Exercise 1: In the post on aiming loudspeaker nulls, roughly what distance does about 10 degrees correspond to at a 3 m listening distance?

Selected excerpt:

==*==

Some numbers into calculator says at 3m listening distance ~10 degrees is about ~50cm, so small head movement while seated happens within few degrees and quickly simplifying people between 1m and 2m tall all have ears within 10 degrees when seated. Just keep the nulls outside of this, what ever is the application and requirements, and it should be fine.

The thing is, the sound that shoots to an angle between the first ceiling/floor reflection and ear take many boundary reflections before hitting the listening position making them into the room reverberant field and not to early reflections. Basically they would have come back all the way to front wall to get to listening position, maybe 3th order reflection. It would be great if the nulls can be pointed here, and it depends on everyones application.

Lets try an example, seated listening is the goal and +/-5 degrees for it is assumed to be fine for design axis, the main lobe. At 3m listening distance specular floor reflection might happen about 30 degree angle depending on the height of the drivers, ceiling reflection is at greater angle. Basically, point the nulls between 5-25 degrees, or perhaps to 15 degrees to make them out from not coloring direct or early reflections. I guess these angles are not in CTA2034 PIR calculation because they don't affect the perceived sound at listening position, hence making the graphs nice by pointing the nulls just below and above listening position would work nicely in reality as well, at least the reasoning seems logical. One should consider their own listening situation what the angles are, not too hard to calculate but missing from the discussion. Lets not forget the nulls are not 1 degree wide and could possibly reach out into both the listening window and the first reflection.

==*==

(Stored items)
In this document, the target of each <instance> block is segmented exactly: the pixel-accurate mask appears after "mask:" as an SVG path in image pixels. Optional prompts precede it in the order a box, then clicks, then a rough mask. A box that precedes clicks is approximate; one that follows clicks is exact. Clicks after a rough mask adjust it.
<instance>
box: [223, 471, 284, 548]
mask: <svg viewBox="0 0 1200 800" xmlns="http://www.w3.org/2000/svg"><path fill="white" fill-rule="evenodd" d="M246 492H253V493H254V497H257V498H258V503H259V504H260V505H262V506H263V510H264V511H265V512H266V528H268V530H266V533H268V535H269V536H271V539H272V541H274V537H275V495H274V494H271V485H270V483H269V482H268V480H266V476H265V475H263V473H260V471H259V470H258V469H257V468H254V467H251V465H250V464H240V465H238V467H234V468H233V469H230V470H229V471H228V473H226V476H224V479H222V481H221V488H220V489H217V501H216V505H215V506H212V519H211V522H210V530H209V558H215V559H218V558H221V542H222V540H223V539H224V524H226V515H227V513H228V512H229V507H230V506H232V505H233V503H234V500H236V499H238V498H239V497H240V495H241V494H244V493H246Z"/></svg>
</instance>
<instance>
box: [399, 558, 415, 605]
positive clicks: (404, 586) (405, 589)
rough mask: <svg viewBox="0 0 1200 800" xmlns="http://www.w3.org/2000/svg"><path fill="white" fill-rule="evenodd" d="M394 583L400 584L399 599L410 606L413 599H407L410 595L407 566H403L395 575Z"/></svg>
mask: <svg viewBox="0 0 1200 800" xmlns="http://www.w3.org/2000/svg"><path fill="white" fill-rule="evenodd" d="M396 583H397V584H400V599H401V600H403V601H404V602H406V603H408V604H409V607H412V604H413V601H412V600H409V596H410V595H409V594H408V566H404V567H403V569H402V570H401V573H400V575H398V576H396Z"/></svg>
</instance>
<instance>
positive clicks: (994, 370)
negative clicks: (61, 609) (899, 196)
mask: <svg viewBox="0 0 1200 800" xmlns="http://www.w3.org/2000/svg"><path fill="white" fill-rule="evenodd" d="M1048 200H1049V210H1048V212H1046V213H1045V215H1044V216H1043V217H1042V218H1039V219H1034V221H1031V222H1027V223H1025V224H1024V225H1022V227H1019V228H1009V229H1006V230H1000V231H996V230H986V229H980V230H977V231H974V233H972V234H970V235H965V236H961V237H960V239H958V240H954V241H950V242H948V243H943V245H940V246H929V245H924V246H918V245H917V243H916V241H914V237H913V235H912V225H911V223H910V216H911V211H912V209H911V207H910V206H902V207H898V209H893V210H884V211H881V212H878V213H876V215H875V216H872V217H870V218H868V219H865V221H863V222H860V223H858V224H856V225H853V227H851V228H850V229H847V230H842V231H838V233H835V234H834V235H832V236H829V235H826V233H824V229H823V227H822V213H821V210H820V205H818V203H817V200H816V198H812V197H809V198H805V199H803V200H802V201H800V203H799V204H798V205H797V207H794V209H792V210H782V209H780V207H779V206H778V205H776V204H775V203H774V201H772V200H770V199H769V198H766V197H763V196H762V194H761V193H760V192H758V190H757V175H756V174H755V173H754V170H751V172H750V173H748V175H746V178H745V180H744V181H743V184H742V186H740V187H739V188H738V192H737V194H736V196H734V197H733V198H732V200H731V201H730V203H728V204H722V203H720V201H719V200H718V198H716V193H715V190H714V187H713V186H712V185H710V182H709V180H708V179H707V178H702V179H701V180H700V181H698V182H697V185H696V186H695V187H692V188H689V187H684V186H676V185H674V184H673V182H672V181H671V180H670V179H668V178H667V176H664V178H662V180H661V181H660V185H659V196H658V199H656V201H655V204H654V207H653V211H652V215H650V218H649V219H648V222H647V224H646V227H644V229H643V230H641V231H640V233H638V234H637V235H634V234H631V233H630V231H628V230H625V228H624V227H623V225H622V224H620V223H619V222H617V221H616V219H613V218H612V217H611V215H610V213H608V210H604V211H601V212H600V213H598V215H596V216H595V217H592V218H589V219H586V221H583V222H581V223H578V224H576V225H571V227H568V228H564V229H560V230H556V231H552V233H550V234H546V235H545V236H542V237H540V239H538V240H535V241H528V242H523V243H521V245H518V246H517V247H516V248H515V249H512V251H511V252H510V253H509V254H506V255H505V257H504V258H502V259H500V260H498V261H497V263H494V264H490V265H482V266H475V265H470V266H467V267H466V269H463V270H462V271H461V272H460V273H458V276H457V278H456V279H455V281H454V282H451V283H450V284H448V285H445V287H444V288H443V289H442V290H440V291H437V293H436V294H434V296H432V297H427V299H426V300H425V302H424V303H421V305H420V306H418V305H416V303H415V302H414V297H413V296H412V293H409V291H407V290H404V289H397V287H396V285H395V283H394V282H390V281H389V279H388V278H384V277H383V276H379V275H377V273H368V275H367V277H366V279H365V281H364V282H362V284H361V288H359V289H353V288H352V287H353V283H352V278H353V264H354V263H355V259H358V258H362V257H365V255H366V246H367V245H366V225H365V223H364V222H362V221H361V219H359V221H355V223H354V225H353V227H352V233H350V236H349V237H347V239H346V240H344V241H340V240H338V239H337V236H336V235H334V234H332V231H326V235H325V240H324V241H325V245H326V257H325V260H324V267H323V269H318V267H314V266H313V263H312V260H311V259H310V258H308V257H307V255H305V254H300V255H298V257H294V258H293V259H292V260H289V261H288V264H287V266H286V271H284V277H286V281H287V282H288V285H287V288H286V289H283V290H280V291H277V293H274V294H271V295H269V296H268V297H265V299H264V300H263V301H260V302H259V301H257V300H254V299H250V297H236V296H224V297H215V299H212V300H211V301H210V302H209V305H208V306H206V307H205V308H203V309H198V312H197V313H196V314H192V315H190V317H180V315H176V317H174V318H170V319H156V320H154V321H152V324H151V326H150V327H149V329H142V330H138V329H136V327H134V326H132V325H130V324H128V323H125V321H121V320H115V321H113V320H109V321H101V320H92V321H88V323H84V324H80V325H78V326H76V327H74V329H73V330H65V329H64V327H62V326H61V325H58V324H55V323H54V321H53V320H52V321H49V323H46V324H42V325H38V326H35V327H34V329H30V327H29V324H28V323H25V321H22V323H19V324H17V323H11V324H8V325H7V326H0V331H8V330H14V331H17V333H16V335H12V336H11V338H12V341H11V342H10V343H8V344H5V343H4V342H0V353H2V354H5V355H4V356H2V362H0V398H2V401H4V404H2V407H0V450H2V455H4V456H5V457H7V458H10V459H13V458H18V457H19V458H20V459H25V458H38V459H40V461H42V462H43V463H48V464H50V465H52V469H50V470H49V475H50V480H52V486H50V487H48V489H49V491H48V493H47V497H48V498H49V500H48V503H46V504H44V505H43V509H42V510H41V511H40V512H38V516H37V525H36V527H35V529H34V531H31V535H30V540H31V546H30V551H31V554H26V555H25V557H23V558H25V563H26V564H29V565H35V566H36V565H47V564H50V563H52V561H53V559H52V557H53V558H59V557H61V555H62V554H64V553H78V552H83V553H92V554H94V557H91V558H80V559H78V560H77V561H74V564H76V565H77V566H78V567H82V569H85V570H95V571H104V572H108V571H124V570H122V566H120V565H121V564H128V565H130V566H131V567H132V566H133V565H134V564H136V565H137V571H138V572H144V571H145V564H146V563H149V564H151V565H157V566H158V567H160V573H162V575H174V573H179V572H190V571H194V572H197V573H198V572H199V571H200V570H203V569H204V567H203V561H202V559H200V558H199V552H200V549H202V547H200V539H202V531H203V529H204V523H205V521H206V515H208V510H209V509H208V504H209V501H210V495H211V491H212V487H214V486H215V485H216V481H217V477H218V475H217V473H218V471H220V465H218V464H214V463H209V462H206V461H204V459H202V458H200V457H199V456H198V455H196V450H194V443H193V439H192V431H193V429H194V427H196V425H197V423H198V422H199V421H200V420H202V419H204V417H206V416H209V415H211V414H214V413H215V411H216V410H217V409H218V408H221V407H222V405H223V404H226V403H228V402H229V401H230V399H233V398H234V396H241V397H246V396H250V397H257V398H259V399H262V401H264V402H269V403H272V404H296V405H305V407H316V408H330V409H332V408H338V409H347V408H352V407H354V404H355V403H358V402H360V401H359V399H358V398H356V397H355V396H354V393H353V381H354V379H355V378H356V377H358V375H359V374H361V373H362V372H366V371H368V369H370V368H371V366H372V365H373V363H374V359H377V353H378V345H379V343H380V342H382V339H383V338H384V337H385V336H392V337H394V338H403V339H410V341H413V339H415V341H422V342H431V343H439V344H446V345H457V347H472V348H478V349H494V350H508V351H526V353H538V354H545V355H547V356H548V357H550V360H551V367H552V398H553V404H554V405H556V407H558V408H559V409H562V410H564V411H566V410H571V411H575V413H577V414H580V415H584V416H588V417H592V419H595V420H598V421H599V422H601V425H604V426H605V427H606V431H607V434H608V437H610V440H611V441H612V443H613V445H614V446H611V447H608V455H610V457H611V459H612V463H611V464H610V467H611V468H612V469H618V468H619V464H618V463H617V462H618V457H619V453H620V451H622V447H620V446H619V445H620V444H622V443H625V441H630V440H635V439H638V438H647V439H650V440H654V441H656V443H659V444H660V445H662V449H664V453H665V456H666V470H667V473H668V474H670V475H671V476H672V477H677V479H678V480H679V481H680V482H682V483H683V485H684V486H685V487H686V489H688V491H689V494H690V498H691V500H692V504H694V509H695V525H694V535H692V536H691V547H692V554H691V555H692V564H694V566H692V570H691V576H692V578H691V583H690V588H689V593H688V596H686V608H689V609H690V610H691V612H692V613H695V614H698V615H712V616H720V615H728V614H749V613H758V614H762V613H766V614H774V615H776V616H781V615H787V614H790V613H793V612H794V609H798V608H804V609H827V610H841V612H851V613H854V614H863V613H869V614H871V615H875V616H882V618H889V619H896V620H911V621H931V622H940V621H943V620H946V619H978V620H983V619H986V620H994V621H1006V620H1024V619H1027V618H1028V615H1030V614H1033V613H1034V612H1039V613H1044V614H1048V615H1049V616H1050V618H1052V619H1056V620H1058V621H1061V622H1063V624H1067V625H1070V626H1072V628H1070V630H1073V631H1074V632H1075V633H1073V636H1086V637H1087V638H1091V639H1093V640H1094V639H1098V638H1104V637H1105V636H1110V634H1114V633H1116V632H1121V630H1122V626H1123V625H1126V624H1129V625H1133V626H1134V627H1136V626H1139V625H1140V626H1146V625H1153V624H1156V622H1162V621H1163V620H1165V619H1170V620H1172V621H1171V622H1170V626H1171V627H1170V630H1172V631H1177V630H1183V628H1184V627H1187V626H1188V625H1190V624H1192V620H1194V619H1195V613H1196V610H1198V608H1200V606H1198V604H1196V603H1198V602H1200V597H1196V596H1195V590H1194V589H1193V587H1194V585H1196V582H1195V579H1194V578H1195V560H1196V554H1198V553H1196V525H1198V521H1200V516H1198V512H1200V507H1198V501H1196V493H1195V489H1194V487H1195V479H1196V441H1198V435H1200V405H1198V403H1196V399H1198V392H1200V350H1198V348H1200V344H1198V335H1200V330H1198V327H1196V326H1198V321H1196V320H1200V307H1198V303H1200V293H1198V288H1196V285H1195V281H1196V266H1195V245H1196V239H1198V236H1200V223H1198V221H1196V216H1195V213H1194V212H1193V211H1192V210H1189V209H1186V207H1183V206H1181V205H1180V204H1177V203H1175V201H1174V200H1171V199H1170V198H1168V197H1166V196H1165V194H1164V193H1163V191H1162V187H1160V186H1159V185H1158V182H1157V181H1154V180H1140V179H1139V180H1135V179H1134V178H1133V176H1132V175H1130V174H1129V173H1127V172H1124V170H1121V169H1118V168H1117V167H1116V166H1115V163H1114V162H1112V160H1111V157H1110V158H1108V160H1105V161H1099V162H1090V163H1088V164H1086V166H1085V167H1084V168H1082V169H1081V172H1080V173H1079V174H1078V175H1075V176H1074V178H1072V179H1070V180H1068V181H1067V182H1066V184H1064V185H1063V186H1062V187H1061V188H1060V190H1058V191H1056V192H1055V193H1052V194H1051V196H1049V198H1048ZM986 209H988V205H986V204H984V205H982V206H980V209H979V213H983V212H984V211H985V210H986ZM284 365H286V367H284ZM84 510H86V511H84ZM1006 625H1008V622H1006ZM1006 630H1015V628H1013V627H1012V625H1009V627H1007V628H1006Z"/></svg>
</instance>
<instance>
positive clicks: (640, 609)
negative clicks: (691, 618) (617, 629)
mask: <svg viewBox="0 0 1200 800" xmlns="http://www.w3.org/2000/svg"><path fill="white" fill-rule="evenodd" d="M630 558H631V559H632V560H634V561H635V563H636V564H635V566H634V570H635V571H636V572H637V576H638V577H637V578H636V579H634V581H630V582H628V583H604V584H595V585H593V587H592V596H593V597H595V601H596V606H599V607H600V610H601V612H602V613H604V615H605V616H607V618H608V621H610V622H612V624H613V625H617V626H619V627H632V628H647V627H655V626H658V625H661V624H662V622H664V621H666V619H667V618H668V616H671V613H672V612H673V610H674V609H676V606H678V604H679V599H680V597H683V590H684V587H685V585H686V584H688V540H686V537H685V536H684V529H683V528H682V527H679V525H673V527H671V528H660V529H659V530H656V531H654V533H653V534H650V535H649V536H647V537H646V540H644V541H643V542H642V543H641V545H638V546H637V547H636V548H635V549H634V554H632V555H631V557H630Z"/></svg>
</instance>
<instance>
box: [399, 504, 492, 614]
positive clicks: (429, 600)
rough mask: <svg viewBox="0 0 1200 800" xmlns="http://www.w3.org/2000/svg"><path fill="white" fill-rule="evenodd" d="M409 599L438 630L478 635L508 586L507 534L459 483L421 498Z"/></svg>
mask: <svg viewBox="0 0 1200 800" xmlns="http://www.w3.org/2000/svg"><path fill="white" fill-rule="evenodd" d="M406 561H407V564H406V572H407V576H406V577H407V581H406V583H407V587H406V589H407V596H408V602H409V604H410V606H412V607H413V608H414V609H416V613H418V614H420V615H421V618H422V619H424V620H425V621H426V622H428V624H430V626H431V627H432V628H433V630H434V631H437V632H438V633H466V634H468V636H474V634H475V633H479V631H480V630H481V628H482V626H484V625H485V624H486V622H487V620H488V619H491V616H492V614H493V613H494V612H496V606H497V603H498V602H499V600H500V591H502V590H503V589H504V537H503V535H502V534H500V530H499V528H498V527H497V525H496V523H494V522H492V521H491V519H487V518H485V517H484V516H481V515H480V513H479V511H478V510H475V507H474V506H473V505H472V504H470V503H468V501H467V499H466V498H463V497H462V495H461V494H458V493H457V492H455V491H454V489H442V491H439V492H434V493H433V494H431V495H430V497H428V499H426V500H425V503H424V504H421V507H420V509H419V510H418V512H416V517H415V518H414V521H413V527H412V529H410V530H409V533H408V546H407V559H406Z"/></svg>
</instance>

==*==

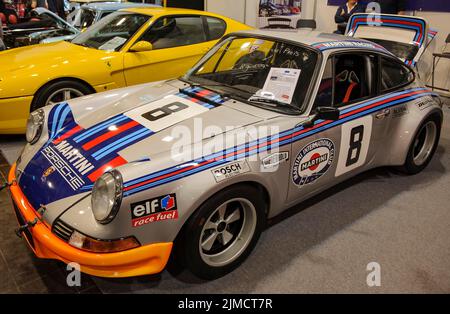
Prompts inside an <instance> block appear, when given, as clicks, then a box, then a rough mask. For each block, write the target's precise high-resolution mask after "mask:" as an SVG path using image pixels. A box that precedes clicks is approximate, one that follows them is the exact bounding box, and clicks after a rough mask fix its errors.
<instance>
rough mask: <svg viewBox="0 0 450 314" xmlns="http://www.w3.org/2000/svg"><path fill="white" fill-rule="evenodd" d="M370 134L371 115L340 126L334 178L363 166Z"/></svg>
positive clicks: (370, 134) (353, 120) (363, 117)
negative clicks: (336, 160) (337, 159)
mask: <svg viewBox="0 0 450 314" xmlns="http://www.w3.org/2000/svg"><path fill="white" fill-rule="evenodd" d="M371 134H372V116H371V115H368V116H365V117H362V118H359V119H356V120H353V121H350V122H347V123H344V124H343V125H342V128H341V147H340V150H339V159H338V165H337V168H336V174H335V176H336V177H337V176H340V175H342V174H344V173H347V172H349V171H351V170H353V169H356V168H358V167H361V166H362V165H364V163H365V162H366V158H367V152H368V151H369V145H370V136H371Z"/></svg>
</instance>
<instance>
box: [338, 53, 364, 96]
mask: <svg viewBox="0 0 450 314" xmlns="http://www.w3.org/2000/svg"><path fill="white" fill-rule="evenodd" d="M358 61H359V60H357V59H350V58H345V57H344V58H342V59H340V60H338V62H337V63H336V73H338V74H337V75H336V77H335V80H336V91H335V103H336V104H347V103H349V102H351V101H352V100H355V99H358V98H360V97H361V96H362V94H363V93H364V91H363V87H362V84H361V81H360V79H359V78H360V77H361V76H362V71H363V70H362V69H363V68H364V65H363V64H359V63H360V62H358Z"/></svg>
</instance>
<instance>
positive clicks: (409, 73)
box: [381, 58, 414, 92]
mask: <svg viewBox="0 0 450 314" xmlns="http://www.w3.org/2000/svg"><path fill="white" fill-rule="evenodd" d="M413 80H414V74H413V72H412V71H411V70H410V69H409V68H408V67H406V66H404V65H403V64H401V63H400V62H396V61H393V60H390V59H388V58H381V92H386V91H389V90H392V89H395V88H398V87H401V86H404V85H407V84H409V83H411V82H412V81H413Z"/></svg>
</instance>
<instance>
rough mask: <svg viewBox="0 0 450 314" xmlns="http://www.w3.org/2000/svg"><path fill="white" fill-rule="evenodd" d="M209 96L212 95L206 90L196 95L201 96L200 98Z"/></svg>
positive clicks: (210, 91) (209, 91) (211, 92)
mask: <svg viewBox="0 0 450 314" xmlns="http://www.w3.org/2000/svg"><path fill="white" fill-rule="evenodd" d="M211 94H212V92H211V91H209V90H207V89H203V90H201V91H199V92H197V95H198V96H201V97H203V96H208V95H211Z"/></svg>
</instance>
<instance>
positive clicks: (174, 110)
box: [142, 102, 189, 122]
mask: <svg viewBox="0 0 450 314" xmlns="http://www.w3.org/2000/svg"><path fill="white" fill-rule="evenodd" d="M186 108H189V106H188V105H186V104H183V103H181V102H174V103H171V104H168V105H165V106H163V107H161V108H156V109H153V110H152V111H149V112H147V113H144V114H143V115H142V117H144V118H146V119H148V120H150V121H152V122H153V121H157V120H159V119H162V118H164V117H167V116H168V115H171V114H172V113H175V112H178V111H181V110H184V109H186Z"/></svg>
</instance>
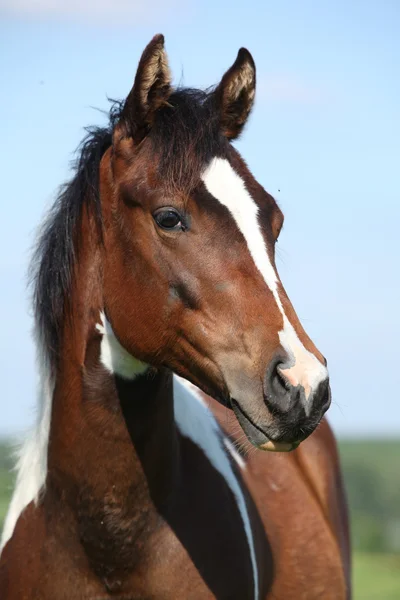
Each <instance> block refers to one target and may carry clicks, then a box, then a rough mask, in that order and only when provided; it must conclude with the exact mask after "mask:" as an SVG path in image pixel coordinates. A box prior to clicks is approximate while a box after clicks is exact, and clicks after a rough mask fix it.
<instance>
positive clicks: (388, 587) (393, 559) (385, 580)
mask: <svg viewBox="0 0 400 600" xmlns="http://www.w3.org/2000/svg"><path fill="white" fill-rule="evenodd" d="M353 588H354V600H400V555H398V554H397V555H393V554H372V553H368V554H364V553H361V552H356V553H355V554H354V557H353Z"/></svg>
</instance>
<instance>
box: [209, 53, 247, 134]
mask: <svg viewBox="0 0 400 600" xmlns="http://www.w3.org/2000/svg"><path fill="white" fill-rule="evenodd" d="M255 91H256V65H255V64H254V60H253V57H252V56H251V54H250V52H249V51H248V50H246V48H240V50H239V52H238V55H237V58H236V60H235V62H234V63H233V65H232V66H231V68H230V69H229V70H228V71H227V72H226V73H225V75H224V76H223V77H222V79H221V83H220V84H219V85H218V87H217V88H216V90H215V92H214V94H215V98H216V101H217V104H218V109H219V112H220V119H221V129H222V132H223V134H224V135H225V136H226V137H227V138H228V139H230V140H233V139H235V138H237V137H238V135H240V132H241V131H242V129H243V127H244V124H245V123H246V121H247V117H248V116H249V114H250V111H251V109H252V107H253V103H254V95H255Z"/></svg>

==*==

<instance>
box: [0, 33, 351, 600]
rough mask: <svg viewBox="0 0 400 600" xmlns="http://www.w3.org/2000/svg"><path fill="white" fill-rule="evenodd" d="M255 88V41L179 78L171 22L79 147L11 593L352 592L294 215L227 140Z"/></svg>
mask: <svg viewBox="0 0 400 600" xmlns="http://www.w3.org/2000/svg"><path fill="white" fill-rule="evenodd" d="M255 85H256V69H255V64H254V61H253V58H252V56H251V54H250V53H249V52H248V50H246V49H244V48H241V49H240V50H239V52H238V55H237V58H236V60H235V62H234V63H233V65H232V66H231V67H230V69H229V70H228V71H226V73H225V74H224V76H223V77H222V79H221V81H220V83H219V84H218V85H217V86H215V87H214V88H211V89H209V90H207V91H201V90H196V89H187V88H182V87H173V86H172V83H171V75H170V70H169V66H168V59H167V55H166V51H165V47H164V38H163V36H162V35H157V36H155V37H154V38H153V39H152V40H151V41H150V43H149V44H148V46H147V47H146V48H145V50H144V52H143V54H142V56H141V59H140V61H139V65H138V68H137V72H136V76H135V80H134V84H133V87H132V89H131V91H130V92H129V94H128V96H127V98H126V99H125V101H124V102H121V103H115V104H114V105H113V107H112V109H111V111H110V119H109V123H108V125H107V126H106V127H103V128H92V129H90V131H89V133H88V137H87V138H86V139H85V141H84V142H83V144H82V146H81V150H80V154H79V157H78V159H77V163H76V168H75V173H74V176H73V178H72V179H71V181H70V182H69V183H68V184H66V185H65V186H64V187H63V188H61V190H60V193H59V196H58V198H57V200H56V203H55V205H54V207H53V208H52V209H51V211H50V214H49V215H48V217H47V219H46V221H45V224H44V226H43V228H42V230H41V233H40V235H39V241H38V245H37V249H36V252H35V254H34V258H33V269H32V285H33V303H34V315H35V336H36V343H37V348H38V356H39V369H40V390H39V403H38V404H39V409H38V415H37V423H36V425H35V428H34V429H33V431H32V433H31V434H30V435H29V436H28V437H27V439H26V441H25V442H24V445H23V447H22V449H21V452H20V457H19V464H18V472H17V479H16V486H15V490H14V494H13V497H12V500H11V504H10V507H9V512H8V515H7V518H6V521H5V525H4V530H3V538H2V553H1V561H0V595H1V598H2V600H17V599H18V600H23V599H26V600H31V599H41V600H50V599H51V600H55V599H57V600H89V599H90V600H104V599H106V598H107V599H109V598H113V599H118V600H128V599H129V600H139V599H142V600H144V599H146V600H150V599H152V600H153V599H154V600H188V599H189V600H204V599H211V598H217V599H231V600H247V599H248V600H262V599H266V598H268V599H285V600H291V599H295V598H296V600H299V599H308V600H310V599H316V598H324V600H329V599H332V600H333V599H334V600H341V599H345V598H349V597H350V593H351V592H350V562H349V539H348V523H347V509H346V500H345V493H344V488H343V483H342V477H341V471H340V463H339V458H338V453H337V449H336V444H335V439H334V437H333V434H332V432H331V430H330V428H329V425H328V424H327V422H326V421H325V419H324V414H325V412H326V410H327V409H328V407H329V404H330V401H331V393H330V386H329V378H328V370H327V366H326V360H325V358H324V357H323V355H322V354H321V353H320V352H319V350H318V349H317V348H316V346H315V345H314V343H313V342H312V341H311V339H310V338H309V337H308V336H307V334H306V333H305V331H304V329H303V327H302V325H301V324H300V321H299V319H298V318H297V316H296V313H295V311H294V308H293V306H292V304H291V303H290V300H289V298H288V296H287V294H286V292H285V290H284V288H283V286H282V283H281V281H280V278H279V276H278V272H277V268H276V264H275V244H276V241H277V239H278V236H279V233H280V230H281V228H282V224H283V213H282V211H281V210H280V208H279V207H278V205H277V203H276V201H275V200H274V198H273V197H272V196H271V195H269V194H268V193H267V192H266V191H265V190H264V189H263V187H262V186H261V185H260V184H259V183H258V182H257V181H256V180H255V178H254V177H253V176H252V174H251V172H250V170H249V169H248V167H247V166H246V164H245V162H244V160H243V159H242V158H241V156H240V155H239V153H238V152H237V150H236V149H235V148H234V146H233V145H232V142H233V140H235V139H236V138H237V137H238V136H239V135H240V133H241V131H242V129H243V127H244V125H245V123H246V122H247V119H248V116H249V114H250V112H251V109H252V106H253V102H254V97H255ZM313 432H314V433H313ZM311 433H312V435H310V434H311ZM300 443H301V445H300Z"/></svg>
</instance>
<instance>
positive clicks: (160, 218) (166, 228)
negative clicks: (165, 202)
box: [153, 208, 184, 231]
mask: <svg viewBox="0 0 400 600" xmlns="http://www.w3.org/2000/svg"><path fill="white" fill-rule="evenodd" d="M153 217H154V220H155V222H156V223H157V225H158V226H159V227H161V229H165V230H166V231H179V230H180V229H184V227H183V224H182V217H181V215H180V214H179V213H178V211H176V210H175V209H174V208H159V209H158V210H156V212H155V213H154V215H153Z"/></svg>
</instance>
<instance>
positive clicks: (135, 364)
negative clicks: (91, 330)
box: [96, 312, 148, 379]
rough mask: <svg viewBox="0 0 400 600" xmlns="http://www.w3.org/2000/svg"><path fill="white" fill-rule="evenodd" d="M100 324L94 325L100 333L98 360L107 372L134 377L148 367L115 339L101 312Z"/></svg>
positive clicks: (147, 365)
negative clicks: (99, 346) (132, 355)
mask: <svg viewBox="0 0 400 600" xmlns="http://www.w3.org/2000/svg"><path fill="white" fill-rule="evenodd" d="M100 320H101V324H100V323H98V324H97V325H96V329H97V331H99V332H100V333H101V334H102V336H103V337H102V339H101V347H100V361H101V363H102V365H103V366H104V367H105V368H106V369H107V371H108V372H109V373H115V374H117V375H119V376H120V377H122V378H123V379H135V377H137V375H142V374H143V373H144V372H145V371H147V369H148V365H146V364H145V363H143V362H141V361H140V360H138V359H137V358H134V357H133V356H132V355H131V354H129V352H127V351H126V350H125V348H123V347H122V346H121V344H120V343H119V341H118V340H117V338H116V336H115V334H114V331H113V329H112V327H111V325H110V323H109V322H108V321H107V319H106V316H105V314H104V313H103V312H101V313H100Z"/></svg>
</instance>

==*==

Exercise 2: Identify each line of the listing that contains the string "precedes".

Task answer 1: About 50 cm.

Task answer 2:
In this document, the target of each <instance> block is segmented exactly: the pixel-accurate mask appears after "mask:" as an SVG path in image pixels. Optional prompts precede it in the order a box, then clicks, then a rough mask. A box that precedes clicks is approximate; one that follows clicks is exact. Clicks after a rough mask adjust it.
Prompts inside an <instance> block appear, when given, as clicks, then a box, then a rough mask. For each block, write the target's precise high-resolution mask after "mask:" as an SVG path using image pixels. A box that precedes clicks is approximate, one that follows them is the exact bounding box, and clicks after a rough mask fix its errors.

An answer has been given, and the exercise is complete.